═════ Extract to read

Evacuee story from Long Beach MS.
The story of a friend of mine who used to live in Long Beach MS, before Katrina.
The night before the storm, we sat watching and waiting on the storm and power outages that we coastians tend to get occasionally.
I sat there mentally strengthening myself for the typical evacuation, followed by a day or 2 of no power. I was talking on ICQ to some friends and readying myself and stood sure that we would ride it out at home, as our place was stucco and block and had stood Camille in 69 and prolly many before and after her wrath.
Well, as Katrina drew closer the evac orders were more and more stern and I watched as the storm got bigger and badder, yet still was only going to graze us. My friend called and said that his girlfriends dad had demanded that we come up to the country to ride it with them. I declined the offer, believing that we'd be fine, yet changed my mind when the storm drew closer, fearing the damage we'd sustain from the massive trees that grew in our yard. I called back and my friend had decided to pull his invite, but I told him I was coming up there and if it was a problem I'd just make him the first pre-storm casualty..
We left a couple of hours before the deadline to get out, driving the 20 or so miles north into the boonies in 50 -60 mph winds, trees and stuff beginning to fly thru the air.
That night we waited on the storm sitting out on the porch as we watched the winds increase and the proverbial s--t hit the fan.
Another friend called after the winds had kicked up to about 120 or so and I talked to him briefly, assured that everything was gonna be just hunky friggin dory.
Several hourd later, the storm tore us up out there too, killing power and we watched trees snapping and dropping around us until things slacked off many hours later.
The old man whose house we were at headed outside with the wind still cranking about 70 and started gathering up pieces of his roof...mainly the crown molding from the roof and told me to grab a ladder. In the killer winds, the old man, who is 72 years old, and I climbed up on the roof and patched it as we were being blown like there's no tomorrow and pelted with horizontal rain. I was blown off the roof twice, but we got the thing patched and stopped the flood in the kitchen.
Several hours later, the storm was over to our knowledge and the country folks were out starting to clear trees and stuff off roads to make travel easier, or rather possible at all.

══════════

- **Complete the following**
[A] Answer these about the Katrina evacuation story:
(i) Which earlier storm had the narrator's home withstood, and in what year?
(ii) About how many miles north did the group drive after leaving?
(iii) How many times was the narrator blown off the roof?
[B] Write the next part of the Katrina evacuation story, picking up after the sentence about the country folks clearing roads.

═════ Data shown

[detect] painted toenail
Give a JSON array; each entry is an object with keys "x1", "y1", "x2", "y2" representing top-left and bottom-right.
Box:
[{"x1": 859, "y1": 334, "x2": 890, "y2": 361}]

══════════

- **Answers provided**
[A]
(i) Camille, in '69
(ii) 20 or so miles
(iii) Twice

[B]
The old man and I rode to Gulfport to find his son that was MIA. We got to his neighborhood and the sheer devestation there and the whole route to the area simply floored me. That was when the tears began.
We found people wandering the streets wading water and looking terribly lost and confused and tried to get info from them, but the shock had set in and everyone was quite numbed.
We got to the old man's son's house after hiking several miles thru fallen trees and power lines and passed many bodies on the roads in ditches and some in trees and scattered body parts littering the area too. The house was totalled, mud and water filling every room, and no signs of life anywhere. The old man nearly lost his mind right there but said we were going to prowl around and hunt other places. As we headed back to his truck we came upon a house that had been simply shifted off it's foundation and moved about 50 feet down the road. That's when the stench hit...that unforgettable smell of death.
There was an old man and few other people trying to get in the shifted house so we stopped to assist them in any way we could. They were looking for the lil old ladies that lived in the house... and after a half hour or so I was able to squeeze thru a busted window and pull one out...but she had apparently drowned in the flood waters. We helped get her body out and in a decent spot to await the coroner and crews collecting the dead and headed for the truck.
That night we slept in the heat...roughly 98 degrees with 100% humidity and zero circulation of air. The old guy had a gas grill and pulled out a roast and sliced it to grill meat to eat with the crackers we had. The gas ran out before cooking was complete, and as I tore into my slice of meat, blood ran out the side of my mouth. I ignored it and chewed it the best I could, as that was the first food I had had in the two days we had been out there, and I was starving. We hadn't had time to eat before evacuating the day before.
Shortly before the sun began its decent, my wife and I and our cats loaded up and tried to get back home to survey damages at our house. We made the 20 mile or so trip in a matter of a couple of hours, winding off the road to avoid the trees and poles and power lines and general debris.
Upon getting back to Long Beach, we noticed that every crossing over the railroad tracks was guarded by police. I stopped to ask if we could go check our house and was informed that the police had no say, that the entire coast was under martial law and total control of the US military. Choppers and military transports roared through the sky and down what roads were passable, so we rode around a while looking at what was once the most glorious place on the planet to live....now in total devestation!
We drove along railroad street east and west just along the tracks and looked south down the roads... where you would normally see the waters of the gulf of mexico at the ends, now all that could be seen was rubble...in some places 30 feet high.
We drove further and I saw several roads that had boxcars from trains sitting across the roads and atop homes... further down, I thought my eyes had failed me when I saw a barge, probably weighing a million pounds, resting atop an entire block of homes.
The smell of death and rotten flesh permeated the air, and I later learned that 40 tons of chicken had scattered across a few miles of Gulfport, mixing with the smell of death and natural gas leaks, and later learned that 1 million pounds of shrimp had been spilled too. The stench burned through everything, stinging my eyes that still poured tears as they had for a couple of days.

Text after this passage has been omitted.